Extend the passage on immunoglobulins in saliva, picking up right after its last line.

-- PAGE TEXT --

= = =

Immunoglobulins (Ig*s) are a family of glycoproteins that are produced by
B-cells upon detecting antigens. They can be divided in two heavy chains and
two light chains. Differences in the heavy chain of the glycoproteins define
five classes of Ig*s that have a different function in the immune system [2].
From the five classes of Ig*s there are several that are present in saliva,
i.e. IgG, IgM, IgE and IgA [3-4]. This project will focus on IgG and IgA, since
IgM and IgE concentrations are very low in saliva [3-4].
Immunoglobulin G (IgG) can be divided in four subclasses (IgG1, IgG2, IgG3 and
IgG4) and is found in internal body fluids such as blood and lymph. In its
fragment crystallizable (Fc) region, IgG has N-linked glycosylation at
asparagine-297, which is important for the interaction with Fc gamma receptors
[5]. Immunoglobulin A (IgA) has two different subclasses, IgA1 and IgA2, and
can occur as a dimer. IgA is mainly found in secretions such as saliva, tears,
milk, sweat and in the lumen of the gut, but small amounts are also present in
blood. Two N-glycans are present on IgA1, while IgA2 carries four [6]. The main
function of IgA and IgG is the neutralization and opsonization of pathogens and
complement activation [2].

1. Shylaja M and Seshadri H.S. (2010).Glycoproteins: an overview. Biochemical
Education 17(4) 17:170-78
2. Parham, P. (2009). The Immune system (3rd ed.). London and New York, United
Kingdom and United States of America: Garland Science.

= = =

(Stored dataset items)

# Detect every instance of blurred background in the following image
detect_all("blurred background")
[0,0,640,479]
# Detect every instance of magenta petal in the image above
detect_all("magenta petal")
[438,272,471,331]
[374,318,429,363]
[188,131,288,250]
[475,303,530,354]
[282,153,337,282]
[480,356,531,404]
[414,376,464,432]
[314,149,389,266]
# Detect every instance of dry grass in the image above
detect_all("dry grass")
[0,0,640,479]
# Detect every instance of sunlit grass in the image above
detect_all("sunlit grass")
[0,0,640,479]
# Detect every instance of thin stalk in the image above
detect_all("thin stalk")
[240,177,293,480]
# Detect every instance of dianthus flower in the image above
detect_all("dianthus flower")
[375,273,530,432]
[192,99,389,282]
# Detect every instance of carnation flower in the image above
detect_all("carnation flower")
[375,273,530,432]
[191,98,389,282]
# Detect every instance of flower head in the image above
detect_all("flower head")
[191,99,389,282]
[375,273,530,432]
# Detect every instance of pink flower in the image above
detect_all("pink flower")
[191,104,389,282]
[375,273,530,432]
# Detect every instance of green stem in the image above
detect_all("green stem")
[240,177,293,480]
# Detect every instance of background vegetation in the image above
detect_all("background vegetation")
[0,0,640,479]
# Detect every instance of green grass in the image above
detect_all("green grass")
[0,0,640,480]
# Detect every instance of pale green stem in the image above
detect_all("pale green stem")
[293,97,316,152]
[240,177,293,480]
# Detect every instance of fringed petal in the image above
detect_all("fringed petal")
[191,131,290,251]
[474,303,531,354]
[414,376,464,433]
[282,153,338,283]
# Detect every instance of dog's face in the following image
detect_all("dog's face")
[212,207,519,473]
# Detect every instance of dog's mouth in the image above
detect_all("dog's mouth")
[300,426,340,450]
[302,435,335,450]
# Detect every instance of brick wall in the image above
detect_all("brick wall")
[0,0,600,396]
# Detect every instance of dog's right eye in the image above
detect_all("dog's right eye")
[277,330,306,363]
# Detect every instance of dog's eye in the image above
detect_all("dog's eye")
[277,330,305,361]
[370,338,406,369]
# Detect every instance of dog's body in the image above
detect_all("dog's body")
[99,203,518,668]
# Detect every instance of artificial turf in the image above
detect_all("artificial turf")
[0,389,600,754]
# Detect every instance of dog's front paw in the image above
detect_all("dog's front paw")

= = =

-- EXERCISE ANSWER --
3. Sandra Pineda-Martínez, José Luis Hernández-Islas, Mónica Patricia
Escobedo-Torres, Iris Evelin Paredes-Alonzo, Carlos López-Candiani, Dolores
Correa, Marcela Vela-Amieva. (2015). Immunoglobulin Concentrations in Plasma
and Saliva During the Neonatal Period. Pediatrics & Neonatology
S1875-9572(15)00145-X
4. Mario R. Romero, Marta L Lozano, Carolina Posada, Paola A Rueda, Nelly S.
Roa, Adriana Rodríguez. (2011). Immunoglobulin A, G and M levels in Saliva in
Children Between 3-12 Years of Age, Healthy and with Gingivitis. Acta Odontol.
Latinoam. 24(2): 176-182
5. Bondt A, Selman MH, Deelder AM, Hazes JM, Willemsen SP, Wuhrer M, Dolhain
RJ. (2013). Association between galactosylation of immunoglobulin G and
improvement of rheumatoid arthritis during pregnancy is independent of
sialylation. Journal of Proteome Research;12(10):4522-31
6. Jerrard M. Hayes, Eoin F. J. Cosgrave, Weston B. Struwe, Mark Wormald, Gavin
P. Davey, Roy Jefferis and Pauline M. Rudd. (2014). Glycosylation and Fc
Receptors. Current Topics in Microbiology Immunology; 382:165-99

We want to study the glycosylation profiles of IgG and IgA in plasma and
saliva of healthy volunteers, collected at the same moment. By investigating
the differences between glycosylation profiles of both salivary and plasma IgG
and IgA, we want to assess the suitability of saliva collection for the study
of glycosylation of these two proteins in biomarker research.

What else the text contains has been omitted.